Repeat the records below exactly. Omit the pictures.
---------- Excerpted records
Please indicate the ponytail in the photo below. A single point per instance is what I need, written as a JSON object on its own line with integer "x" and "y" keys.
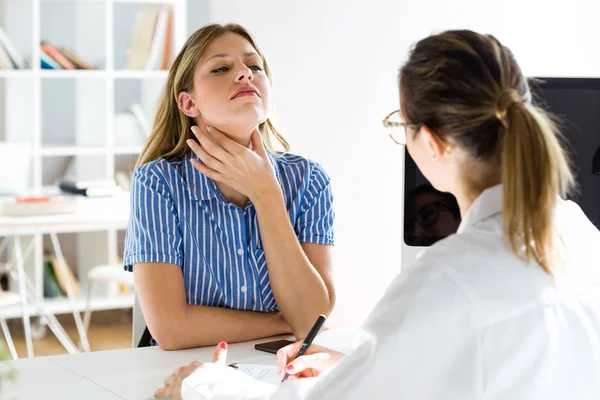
{"x": 535, "y": 171}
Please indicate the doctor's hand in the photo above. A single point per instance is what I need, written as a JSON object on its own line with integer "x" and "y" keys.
{"x": 316, "y": 360}
{"x": 172, "y": 384}
{"x": 247, "y": 171}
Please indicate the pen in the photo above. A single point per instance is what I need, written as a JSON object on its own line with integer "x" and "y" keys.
{"x": 308, "y": 340}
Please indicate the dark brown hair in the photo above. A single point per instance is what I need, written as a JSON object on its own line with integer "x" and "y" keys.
{"x": 469, "y": 89}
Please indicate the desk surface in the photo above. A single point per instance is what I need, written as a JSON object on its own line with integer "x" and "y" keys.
{"x": 42, "y": 378}
{"x": 132, "y": 374}
{"x": 135, "y": 374}
{"x": 92, "y": 214}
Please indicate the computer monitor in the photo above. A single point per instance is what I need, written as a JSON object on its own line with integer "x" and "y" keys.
{"x": 430, "y": 216}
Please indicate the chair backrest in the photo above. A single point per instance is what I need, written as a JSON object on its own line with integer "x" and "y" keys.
{"x": 139, "y": 322}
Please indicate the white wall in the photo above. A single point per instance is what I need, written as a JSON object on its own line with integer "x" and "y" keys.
{"x": 335, "y": 64}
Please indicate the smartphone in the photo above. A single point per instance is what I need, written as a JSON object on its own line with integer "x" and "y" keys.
{"x": 272, "y": 347}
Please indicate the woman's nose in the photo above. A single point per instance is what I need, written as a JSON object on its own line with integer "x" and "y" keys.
{"x": 243, "y": 74}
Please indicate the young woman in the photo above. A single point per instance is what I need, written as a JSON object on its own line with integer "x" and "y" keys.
{"x": 228, "y": 238}
{"x": 509, "y": 307}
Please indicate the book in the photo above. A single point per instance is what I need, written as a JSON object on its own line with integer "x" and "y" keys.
{"x": 31, "y": 206}
{"x": 47, "y": 62}
{"x": 12, "y": 53}
{"x": 56, "y": 55}
{"x": 73, "y": 58}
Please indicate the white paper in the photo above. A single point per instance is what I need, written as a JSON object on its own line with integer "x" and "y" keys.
{"x": 263, "y": 373}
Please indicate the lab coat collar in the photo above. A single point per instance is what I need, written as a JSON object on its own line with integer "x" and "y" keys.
{"x": 489, "y": 203}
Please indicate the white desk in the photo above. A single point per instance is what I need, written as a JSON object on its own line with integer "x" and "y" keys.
{"x": 91, "y": 215}
{"x": 42, "y": 378}
{"x": 132, "y": 374}
{"x": 135, "y": 374}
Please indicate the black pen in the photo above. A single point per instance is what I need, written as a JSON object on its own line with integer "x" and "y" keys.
{"x": 308, "y": 340}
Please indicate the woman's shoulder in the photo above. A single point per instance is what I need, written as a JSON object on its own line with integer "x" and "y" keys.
{"x": 158, "y": 168}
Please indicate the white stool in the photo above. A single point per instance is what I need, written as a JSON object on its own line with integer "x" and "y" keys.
{"x": 8, "y": 299}
{"x": 112, "y": 273}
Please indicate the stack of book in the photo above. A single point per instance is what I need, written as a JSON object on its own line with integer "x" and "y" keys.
{"x": 9, "y": 58}
{"x": 98, "y": 188}
{"x": 37, "y": 205}
{"x": 60, "y": 57}
{"x": 150, "y": 45}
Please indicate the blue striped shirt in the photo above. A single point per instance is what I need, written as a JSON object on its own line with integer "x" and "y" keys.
{"x": 178, "y": 216}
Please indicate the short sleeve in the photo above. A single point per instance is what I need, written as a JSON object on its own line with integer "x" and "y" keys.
{"x": 315, "y": 223}
{"x": 152, "y": 234}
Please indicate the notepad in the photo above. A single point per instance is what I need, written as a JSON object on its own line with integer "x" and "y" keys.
{"x": 263, "y": 373}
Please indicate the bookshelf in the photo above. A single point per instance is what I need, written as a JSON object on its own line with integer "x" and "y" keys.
{"x": 69, "y": 116}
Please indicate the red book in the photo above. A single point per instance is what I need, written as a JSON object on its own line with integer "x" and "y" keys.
{"x": 56, "y": 55}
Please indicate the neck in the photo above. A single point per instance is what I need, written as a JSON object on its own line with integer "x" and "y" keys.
{"x": 465, "y": 199}
{"x": 240, "y": 135}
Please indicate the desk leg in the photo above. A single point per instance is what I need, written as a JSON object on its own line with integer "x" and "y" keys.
{"x": 23, "y": 293}
{"x": 76, "y": 314}
{"x": 53, "y": 323}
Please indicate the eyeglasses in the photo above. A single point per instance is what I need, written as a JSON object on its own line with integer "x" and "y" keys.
{"x": 396, "y": 128}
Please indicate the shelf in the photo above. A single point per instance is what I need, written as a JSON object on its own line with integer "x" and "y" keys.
{"x": 148, "y": 1}
{"x": 70, "y": 151}
{"x": 73, "y": 73}
{"x": 16, "y": 73}
{"x": 140, "y": 74}
{"x": 61, "y": 305}
{"x": 124, "y": 150}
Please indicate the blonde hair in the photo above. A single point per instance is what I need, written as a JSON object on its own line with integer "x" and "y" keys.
{"x": 171, "y": 126}
{"x": 468, "y": 87}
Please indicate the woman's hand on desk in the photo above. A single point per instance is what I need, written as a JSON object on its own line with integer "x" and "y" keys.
{"x": 172, "y": 384}
{"x": 316, "y": 360}
{"x": 247, "y": 171}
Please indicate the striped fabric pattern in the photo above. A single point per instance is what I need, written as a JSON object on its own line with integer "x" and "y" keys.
{"x": 178, "y": 216}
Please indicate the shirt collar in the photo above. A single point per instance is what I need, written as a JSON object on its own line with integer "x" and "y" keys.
{"x": 488, "y": 203}
{"x": 202, "y": 188}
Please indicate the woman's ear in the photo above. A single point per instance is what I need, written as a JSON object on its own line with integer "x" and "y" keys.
{"x": 187, "y": 105}
{"x": 434, "y": 147}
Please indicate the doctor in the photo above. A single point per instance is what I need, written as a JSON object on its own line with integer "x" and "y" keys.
{"x": 509, "y": 307}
--------------------
Task solution:
Please indicate the ponytail in the photo below. A single point per instance is what I need, written as a JSON object on its own line with integer "x" and "y" keys.
{"x": 535, "y": 171}
Please indicate the doctor's hand in the photo above. A single point per instance is what I need, written as a JSON object on its own line with integer "x" and "y" keys.
{"x": 316, "y": 360}
{"x": 172, "y": 384}
{"x": 247, "y": 171}
Please indicate the pen in the photo above. A single point per instance is what I need, written as a JSON object on its own line with integer "x" and "y" keys.
{"x": 308, "y": 340}
Please indicate the dark brown hair in the photo above. A single point per instance is what I need, written as a JSON object on its own line with integer "x" and "y" keys.
{"x": 469, "y": 89}
Please indicate the desk surface in the photo above. A single point per instance is what I need, written as a JSON object on its own line with integer "x" and "y" keys.
{"x": 42, "y": 378}
{"x": 132, "y": 374}
{"x": 135, "y": 374}
{"x": 92, "y": 214}
Please indicate the computer monitor in the photo above. A single point per instance is what I need, written as a JSON object on its own line with integer "x" and "y" keys.
{"x": 430, "y": 216}
Please indicate the chair backrest in the photo above. A single point per instance is what I need, written as a JSON object on its own line with integer "x" and "y" keys.
{"x": 139, "y": 322}
Please indicate the white wall in the photo above. A single point per instance is what I need, written as a JSON object on its own line with integer "x" and "y" keys.
{"x": 335, "y": 64}
Please indicate the smartphone in the photo above. A single point per instance is what I need, written as a JSON object on its own line with integer "x" and "y" keys.
{"x": 272, "y": 347}
Please indicate the woman's nose in the photo above. A single point per instance is what I need, written as a JSON object on its own line with integer "x" and "y" keys.
{"x": 243, "y": 74}
Please indicate the young woman in the photo above. A single point per instance is what I need, written as a JSON object on its own line with integer "x" and "y" keys.
{"x": 228, "y": 238}
{"x": 509, "y": 307}
Please indicate the book in the photo above. A single point per instance is what I need, written as a JSON object on its own line with integer "x" and "y" keys.
{"x": 31, "y": 206}
{"x": 47, "y": 62}
{"x": 12, "y": 53}
{"x": 56, "y": 55}
{"x": 73, "y": 58}
Please indicate the white paper in the photo above. A single point per instance is what I need, written as a JSON object on its own line with integer "x" and "y" keys.
{"x": 263, "y": 373}
Please indicate the lab coat collar in the photo above. A single point per instance is what I need, written as a JSON object on its own line with integer "x" and "y" keys.
{"x": 489, "y": 203}
Please indicate the white desk in the photo above. A single point per instance is what I need, written as a JSON object on its own line with integer "x" and "y" keys.
{"x": 91, "y": 215}
{"x": 42, "y": 378}
{"x": 132, "y": 374}
{"x": 135, "y": 374}
Please indicate the black pen in the photo above. A single point per instance is what I need, written as a JSON object on its own line with integer "x" and "y" keys.
{"x": 308, "y": 340}
Please indicate the woman's shoulder in the photo above. A single point per instance is what I need, written as a JSON object on its own line with integer "x" and "y" keys.
{"x": 158, "y": 168}
Please indicate the white stool in the photo above. A single point per instance is what I need, written as a JSON object on its own line with integer "x" and "y" keys.
{"x": 8, "y": 299}
{"x": 112, "y": 273}
Please indicate the stack of book in the photo above. A single point per instance is what I need, written as a JSON object on its own line with integer "x" and "y" keys.
{"x": 9, "y": 58}
{"x": 98, "y": 188}
{"x": 37, "y": 205}
{"x": 60, "y": 57}
{"x": 150, "y": 45}
Please indicate the blue striped shirt in the photo above. A single point per instance is what I need, written as a JSON object on its own line with integer "x" and "y" keys.
{"x": 178, "y": 216}
Please indicate the short sleeve in the photo above. A single point per instance is what I need, written as a JSON object on its own line with integer "x" and "y" keys.
{"x": 315, "y": 223}
{"x": 152, "y": 234}
Please indicate the notepad in the photo above. A single point per instance is what I need, written as a JSON object on its own line with integer "x" and "y" keys.
{"x": 263, "y": 373}
Please indicate the bookshelf in the photo above. A single point per instance is what I need, written as a JSON object on its own line with integer "x" and "y" keys.
{"x": 69, "y": 116}
Please indicate the red book in the photo above. A single point per instance is what I need, written as a JSON object on its own line with integer "x" and "y" keys.
{"x": 56, "y": 55}
Please indicate the neck in the photo above. A single point per instance is what I need, written as a JSON object on its own line with integer "x" and "y" keys.
{"x": 465, "y": 199}
{"x": 240, "y": 135}
Please indicate the desk leg in the photo above. A single point per instance is what I need, written as a JSON object on its own line with integer "x" and "y" keys.
{"x": 23, "y": 293}
{"x": 76, "y": 314}
{"x": 53, "y": 323}
Please indicate the eyeglasses in the photo above. A single point per instance is what I need, written as a JSON object on its own line with integer "x" and "y" keys.
{"x": 396, "y": 128}
Please indicate the shelf in the photo above. A single point per instance is what I need, written as a JSON object on its own line with integer "x" and "y" keys.
{"x": 148, "y": 1}
{"x": 70, "y": 151}
{"x": 73, "y": 73}
{"x": 16, "y": 73}
{"x": 140, "y": 74}
{"x": 61, "y": 305}
{"x": 124, "y": 150}
Please indicate the blonde hair in the photo above. A single point per instance is what I need, written as a JSON object on its own line with integer "x" and "y" keys.
{"x": 171, "y": 126}
{"x": 468, "y": 87}
Please indicate the woman's hand on desk in the photo above. A single point per instance is what I need, written as a JSON object on its own line with integer "x" and "y" keys.
{"x": 172, "y": 384}
{"x": 316, "y": 360}
{"x": 247, "y": 171}
Please indicate the striped fabric pattern in the photo above. A single point per instance is what I need, written as a JSON object on its own line with integer "x" and "y" keys.
{"x": 178, "y": 216}
Please indicate the shirt collar in the photo above. A single point per instance is what I need, written as a JSON object on its own line with integer "x" and "y" keys.
{"x": 488, "y": 203}
{"x": 202, "y": 188}
Please indicate the woman's ear in the photo above. A single point per instance is what I need, written as a JSON object on its own line with integer "x" and "y" keys.
{"x": 187, "y": 105}
{"x": 434, "y": 147}
Please indicate the doctor in the photo above. A single point per instance is what I need, written as a JSON object on its own line with integer "x" and "y" keys.
{"x": 509, "y": 307}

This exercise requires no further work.